====== SOURCE PASSAGE

Surface temperature response to the major volcanic eruptions in multiple reanalysis data sets

Masatomo Fujiwara1, Patrick Martineau2, and Jonathon S. Wright3 Masatomo Fujiwara et al.
  • 1Faculty of Environmental Earth Science, Hokkaido University, Sapporo, 060-0810, Japan
  • 2Research Center for Advanced Science and Technology, The University of Tokyo, Tokyo, 153-8904, Japan
  • 3Department of Earth System Science, Tsinghua University, Beijing, 100084, China

Abstract. The global response of air temperature at 2 metre above the surface to the eruptions of Mount Agung in March 1963, El Chichón in April 1982, and Mount Pinatubo in June 1991 is investigated using 11 global atmospheric reanalysis data sets (JRA-55, JRA-25, MERRA-2, MERRA, ERA-Interim, ERA-40, CFSR, NCEP-NCAR R-1, 20CR version 2c, ERA-20C, and CERA-20C). Multiple linear regression (MLR) is applied to the monthly mean time series of temperature for two periods, 1980–2010 (for 10 reanalyses) and 1958–2001 (for six reanalyses), by considering explanatory factors of seasonal harmonics, linear trends, Quasi-Biennial Oscillation (QBO), solar cycle, tropical sea surface temperature (SST) variations in the Pacific, Indian, and Atlantic Oceans, and Arctic SST variations. Empirical orthogonal function (EOF) analysis is applied to these climatic indices to obtain a set of orthogonal indices to be used for the MLR. The residuals of the MLR are used to define the volcanic signals for the three eruptions separately. First, latitudinally averaged time series of the residuals are investigated and compared with the results from previous studies. Then, the geographical distribution of the response during the peak cooling period after each eruption is investigated. In general, different reanalyses show similar geographical patterns of the response, but with the largest differences in the polar regions. The Pinatubo response shows largest average cooling in the 60° N–60° S region among the three eruptions, with a peak cooling of 0.10–0.15 K. The El Chichón response shows slightly larger cooling in the NH than in the Southern Hemisphere (SH), while the Agung response shows larger cooling in the SH. These hemispheric differences are consistent with the distribution of stratospheric aerosol optical depth after these eruptions; however, the peak cooling after these two eruptions is comparable in magnitude to unexplained cooling events in other periods without volcanic influence. Other methods in which the MLR model is used with different sets of indices are also tested, and it is found that careful treatment of tropical SST variability is necessary to evaluate the surface response to volcanic eruptions in observations and reanalyses.

============
====== COLLECTED DATA

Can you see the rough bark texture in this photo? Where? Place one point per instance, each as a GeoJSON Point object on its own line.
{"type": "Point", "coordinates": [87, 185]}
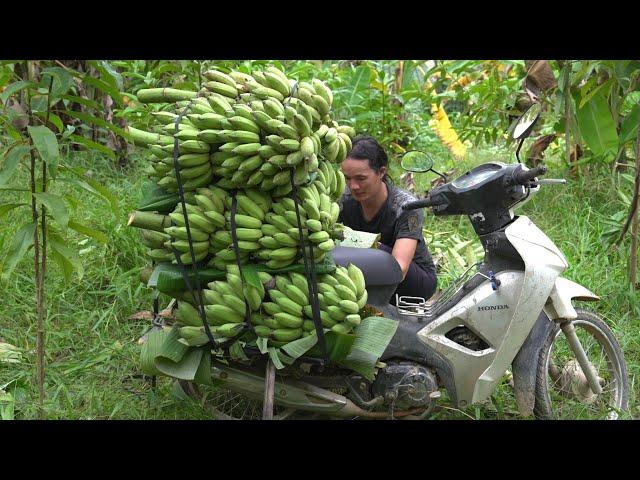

============

■ COMPLETE THE FOLLOWING:
**A)** Copy the passage on volcanic eruptions word for word, starting with "Surface temperature response" and going on through "Fujiwara et al.".
**B)** Answer these questions from the passage on volcanic eruptions:
(i) Which university listed in the affiliations is located in Sapporo?
(ii) In what month and year did El Chichón erupt?
(iii) What peak cooling does the Pinatubo response show?

■ OUTPUTS IN ORDER:
**A)**
Surface temperature response to the major volcanic eruptions in multiple reanalysis data sets

Masatomo Fujiwara1, Patrick Martineau2, and Jonathon S. Wright3 Masatomo Fujiwara et al.

**B)**
(i) Hokkaido University
(ii) April 1982
(iii) 0.10–0.15 K